Commanders and leaders
- Jean Léchelle Françoi Marceau Jean-Baptiste Kléber Michel de Beaupuy Antoine Bard: Maurice d'Elbée Marquis de Lescure (WIA) Charles Bonchamps Charles de Royrand

Strength
- 15,000 men: 25,000 men

Casualties and losses
- 500 dead: 1,200 to 1,500 dead

= Battle of La Tremblaye =

Part of the War in the Vendée

The Battle of La Tremblaye (15 October 1793), part of the war in the Vendée, took place near Cholet, and was a Republican victory over the Vendéens.

==Prelude==
The republican Army of Mainz continued its progress and burnt down everything in its way. On 13 October it took Clisson, then Tiffauges and Torfou on 14 October. On 13 October, Charles de Royrand and his 3,000 men of the Catholic and Royal Army of Centre took refuge in Mortagne after having been pushed back by the Luçon division of general Antoine Bard, strong of 3,500 soldiers who had burnt down Les Herbiers and La Verrie.

DATA PROVIDED:
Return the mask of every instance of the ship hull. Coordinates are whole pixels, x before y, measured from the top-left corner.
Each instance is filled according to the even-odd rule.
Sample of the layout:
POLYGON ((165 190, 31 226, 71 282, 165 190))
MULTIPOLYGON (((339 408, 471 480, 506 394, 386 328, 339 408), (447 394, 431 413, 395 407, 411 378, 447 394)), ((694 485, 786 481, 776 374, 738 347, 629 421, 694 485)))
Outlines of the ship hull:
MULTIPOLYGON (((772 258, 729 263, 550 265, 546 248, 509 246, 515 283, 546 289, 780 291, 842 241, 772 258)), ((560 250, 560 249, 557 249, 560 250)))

...

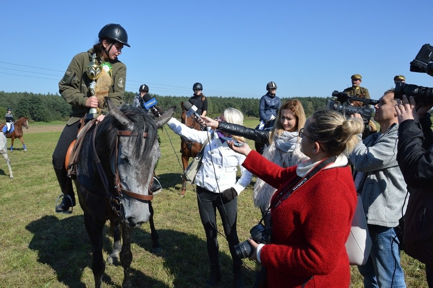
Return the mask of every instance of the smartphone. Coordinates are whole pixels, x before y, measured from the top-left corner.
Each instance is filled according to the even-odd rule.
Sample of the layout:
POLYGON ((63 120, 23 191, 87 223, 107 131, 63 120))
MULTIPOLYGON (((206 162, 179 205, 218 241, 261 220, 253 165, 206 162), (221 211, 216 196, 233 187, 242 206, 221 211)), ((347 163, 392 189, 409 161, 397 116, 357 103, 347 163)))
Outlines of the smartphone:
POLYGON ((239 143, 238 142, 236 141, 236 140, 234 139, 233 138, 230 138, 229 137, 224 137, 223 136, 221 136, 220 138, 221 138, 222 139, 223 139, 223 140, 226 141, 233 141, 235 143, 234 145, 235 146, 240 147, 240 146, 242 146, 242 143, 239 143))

...

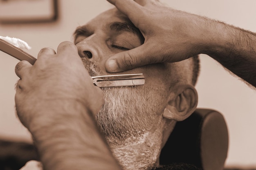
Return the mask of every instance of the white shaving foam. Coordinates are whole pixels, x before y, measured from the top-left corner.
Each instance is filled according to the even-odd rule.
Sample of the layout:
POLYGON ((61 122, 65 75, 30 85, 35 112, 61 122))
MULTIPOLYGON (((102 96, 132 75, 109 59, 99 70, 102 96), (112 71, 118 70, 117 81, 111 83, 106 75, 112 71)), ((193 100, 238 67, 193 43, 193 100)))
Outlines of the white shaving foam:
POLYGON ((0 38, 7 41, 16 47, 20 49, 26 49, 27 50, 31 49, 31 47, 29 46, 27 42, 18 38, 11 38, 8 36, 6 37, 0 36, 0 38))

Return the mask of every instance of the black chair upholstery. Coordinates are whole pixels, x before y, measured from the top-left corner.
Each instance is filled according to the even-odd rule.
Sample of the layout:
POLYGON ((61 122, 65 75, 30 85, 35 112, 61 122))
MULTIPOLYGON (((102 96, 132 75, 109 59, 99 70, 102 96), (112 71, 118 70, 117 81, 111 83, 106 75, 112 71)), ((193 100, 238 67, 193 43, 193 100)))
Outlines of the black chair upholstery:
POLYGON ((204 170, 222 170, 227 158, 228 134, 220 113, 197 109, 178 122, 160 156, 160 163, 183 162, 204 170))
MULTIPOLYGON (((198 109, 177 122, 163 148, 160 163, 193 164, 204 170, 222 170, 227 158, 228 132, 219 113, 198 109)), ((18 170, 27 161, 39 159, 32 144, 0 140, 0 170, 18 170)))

PARTS OF THE EXERCISE:
**A.** Answer these questions from the La Tremblaye text, one line each:
(i) On what date did the Battle of La Tremblaye take place?
(ii) Which place did the Army of Mainz take on 13 October?
(iii) How many soldiers did Antoine Bard's Luçon division have?
**B.** Copy out the La Tremblaye text from "Casualties and losses" up to and including "and La Verrie.".

SOLUTION LIST:
**A.**
(i) 15 October 1793
(ii) Clisson
(iii) 3,500

**B.**
Casualties and losses
- 500 dead: 1,200 to 1,500 dead

= Battle of La Tremblaye =

Part of the War in the Vendée

The Battle of La Tremblaye (15 October 1793), part of the war in the Vendée, took place near Cholet, and was a Republican victory over the Vendéens.

==Prelude==
The republican Army of Mainz continued its progress and burnt down everything in its way. On 13 October it took Clisson, then Tiffauges and Torfou on 14 October. On 13 October, Charles de Royrand and his 3,000 men of the Catholic and Royal Army of Centre took refuge in Mortagne after having been pushed back by the Luçon division of general Antoine Bard, strong of 3,500 soldiers who had burnt down Les Herbiers and La Verrie.